‘It’s an Honour’: Rahul Talks to Nurses on National Doctor’s Day
Four nurses from Delhi, Australia, New Zealand and United Kingdom took part in the video conference.
“We do not say this enough to you, but you make us very proud, especially during this time,” said senior Congress leader Rahul Gandhi during an interaction with nurses via video conferencing on National Doctor's day on Wednesday, 1 July.
He continued, “we thank you for your services. You are the representatives of our country and you are doing us proud. It is an honour to interact with you.”
The four nurses who took part in the interaction were – Vipin Krishnan from AIIMS, New Delhi, Anu Ragnat from New Zealand, Narendra Singh from Australia, and Sherlylmol Puravady from United Kingdom.
Expressing his gratitude, Gandhi further said, “It is important to listen to different voices. Everyone should be heard. Not only you but also millions of nurses and doctors like you, who are from our country are doing an excellent job in India and abroad.”
Nurses Discuss Their Challenges, Demands
“Risk allowance should be given to nurses and doctors at least at this point of time because we are losing lives. We are exhausted and we are fighting in the front line without any fear," said Krishnan from AIIMS.
He and his wife are infected with the novel coronavirus and are currently in quarantine.
Krishnan said that India has 1.2 million registered allopathic doctors, around 3.7 million registered nurses in India. “When we are coming to the ratio, it is 1:1500 for doctors and 1.7:1000 nurses in India. The WHO recommended ratio is 1:1000 doctors and 3:1000 nurses when coming to the recommendations of the WHO. Running short in the scenario of human resources, but still we are fighting hard," he said.
He added the Rs 1 crore compensation promised by the Delhi government to healthcare workers who have died battling COVID-19 is yet to reach the kin of the deceased.
Puravady, from UK, said “My husband is actually in high risk category and he was in shielding. So because I’ve been working with the COVID-19 patients, I had to move out of my home leaving my husband and my children for six weeks,” she said.
“Now I've gone back. Two weeks ago, I went back home and it's because the numbers are coming down. The number of patients in the hospital is coming down now and my management is so supportive of me," she added.
Gandhi’s conversation with the four nurses was the sixth in a series that he has held with experts to discuss the socio-economic impact of the COVID-19 outbreak.

**Extracted entries**
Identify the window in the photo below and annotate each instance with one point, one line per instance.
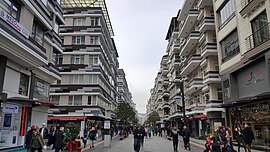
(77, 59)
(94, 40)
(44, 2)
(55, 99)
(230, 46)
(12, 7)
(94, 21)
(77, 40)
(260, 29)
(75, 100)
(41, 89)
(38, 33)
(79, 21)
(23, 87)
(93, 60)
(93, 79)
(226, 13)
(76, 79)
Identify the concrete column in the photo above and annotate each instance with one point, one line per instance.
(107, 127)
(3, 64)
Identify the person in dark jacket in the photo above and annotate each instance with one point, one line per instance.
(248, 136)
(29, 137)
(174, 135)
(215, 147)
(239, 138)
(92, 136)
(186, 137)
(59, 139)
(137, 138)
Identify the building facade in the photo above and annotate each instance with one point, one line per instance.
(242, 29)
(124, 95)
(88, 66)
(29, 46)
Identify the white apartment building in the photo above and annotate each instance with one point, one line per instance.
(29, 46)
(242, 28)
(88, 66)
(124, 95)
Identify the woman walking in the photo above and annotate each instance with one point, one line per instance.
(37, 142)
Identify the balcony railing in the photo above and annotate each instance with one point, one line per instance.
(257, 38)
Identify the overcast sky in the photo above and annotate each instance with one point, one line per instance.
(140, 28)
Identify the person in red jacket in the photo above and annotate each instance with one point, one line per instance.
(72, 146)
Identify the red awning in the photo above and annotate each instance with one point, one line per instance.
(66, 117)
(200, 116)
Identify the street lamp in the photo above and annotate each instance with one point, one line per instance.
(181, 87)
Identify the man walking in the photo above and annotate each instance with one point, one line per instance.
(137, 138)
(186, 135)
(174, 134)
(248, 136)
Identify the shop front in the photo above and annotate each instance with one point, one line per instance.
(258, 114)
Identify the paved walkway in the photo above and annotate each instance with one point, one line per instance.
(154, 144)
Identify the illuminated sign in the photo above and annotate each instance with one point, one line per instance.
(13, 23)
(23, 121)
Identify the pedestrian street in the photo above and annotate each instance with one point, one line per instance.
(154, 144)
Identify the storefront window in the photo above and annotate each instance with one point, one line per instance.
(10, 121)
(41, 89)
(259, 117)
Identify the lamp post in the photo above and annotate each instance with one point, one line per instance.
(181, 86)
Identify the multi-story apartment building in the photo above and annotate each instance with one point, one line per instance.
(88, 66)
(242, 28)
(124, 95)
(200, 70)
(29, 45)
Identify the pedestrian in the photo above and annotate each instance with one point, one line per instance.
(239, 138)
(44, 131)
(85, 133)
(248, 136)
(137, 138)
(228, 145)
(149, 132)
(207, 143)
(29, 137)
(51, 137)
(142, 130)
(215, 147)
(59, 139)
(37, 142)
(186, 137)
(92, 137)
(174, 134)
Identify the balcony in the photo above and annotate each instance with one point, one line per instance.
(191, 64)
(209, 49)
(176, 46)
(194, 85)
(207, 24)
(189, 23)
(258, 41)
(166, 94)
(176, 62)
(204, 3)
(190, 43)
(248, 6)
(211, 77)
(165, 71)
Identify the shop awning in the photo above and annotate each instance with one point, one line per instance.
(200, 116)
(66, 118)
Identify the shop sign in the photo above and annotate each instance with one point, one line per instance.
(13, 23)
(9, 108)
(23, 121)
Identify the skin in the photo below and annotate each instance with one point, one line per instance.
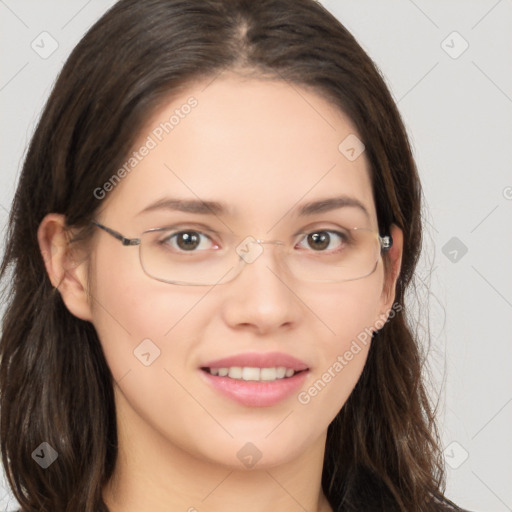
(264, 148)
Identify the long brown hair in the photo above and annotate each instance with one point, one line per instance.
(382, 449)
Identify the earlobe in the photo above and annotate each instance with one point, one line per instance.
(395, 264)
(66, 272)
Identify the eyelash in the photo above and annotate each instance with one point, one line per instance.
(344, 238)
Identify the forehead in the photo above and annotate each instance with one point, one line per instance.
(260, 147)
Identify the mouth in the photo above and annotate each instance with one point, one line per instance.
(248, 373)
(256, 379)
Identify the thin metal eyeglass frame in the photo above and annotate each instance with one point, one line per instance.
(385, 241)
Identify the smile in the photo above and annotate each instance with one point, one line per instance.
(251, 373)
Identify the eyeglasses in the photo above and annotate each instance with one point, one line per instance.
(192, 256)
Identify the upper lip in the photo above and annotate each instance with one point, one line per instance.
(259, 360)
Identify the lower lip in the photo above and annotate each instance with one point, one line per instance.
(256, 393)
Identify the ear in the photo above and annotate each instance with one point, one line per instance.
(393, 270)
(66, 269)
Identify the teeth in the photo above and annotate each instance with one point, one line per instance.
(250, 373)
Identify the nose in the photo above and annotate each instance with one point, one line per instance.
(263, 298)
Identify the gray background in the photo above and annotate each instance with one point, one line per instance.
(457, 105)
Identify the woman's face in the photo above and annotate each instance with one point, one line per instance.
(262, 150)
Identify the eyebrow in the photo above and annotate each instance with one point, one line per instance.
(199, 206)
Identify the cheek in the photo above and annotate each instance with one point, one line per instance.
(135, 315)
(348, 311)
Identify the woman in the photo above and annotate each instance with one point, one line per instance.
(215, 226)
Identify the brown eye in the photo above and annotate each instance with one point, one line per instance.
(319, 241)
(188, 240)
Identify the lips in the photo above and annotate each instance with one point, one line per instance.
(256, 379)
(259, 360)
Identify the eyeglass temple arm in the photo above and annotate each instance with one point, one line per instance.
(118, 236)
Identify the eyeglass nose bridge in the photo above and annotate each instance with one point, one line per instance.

**Work task A**
According to the article about Rahul Gandhi's conversation with nurses, how long did Puravady move out of her home while working with COVID-19 patients?
**Work task B**
Return the passage from the article about Rahul Gandhi's conversation with nurses between "Puravady, from UK, said" and "the COVID-19 outbreak.", inclusive.

**Final answer A**
Six weeks.

**Final answer B**
Puravady, from UK, said “My husband is actually in high risk category and he was in shielding. So because I’ve been working with the COVID-19 patients, I had to move out of my home leaving my husband and my children for six weeks,” she said.
“Now I've gone back. Two weeks ago, I went back home and it's because the numbers are coming down. The number of patients in the hospital is coming down now and my management is so supportive of me," she added.
Gandhi’s conversation with the four nurses was the sixth in a series that he has held with experts to discuss the socio-economic impact of the COVID-19 outbreak.